▶ What the exercise asks
Beginning with the line that holds "An <instance> block" in the data below, give again every line through the one that holds "positive clicks: (801, 279) (845, 304)", exactly as written.

▶ The records
┌────────

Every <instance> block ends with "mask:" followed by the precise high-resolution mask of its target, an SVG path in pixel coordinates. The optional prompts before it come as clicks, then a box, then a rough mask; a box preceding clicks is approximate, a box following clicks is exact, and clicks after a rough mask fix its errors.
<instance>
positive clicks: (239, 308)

└────────
┌────────

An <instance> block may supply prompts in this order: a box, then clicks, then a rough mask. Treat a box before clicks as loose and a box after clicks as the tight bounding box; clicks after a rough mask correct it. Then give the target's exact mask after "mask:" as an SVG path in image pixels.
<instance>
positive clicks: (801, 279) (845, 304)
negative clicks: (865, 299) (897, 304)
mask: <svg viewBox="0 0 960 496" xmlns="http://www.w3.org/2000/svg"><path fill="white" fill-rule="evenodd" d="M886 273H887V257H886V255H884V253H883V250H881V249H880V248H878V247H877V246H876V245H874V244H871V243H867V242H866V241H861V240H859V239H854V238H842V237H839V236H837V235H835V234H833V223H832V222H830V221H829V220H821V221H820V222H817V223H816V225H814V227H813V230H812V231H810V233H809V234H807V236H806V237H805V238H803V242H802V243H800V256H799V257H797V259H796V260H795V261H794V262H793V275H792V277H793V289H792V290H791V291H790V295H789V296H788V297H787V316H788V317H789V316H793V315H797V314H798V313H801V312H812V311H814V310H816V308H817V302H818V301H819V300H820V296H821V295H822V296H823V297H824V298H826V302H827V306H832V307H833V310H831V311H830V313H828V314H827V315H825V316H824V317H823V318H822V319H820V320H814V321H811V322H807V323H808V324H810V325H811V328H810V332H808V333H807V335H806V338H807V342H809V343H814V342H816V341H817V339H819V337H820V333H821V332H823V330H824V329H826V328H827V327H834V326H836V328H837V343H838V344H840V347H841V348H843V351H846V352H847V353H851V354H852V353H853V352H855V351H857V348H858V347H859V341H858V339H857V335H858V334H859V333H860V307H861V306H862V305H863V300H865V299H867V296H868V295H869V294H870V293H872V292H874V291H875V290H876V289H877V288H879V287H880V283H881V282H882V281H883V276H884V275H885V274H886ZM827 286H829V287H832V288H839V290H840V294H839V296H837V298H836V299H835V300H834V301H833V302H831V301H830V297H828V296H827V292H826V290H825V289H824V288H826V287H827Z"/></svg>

└────────

▶ Reply
An <instance> block may supply prompts in this order: a box, then clicks, then a rough mask. Treat a box before clicks as loose and a box after clicks as the tight bounding box; clicks after a rough mask correct it. Then give the target's exact mask after "mask:" as an SVG path in image pixels.
<instance>
positive clicks: (801, 279) (845, 304)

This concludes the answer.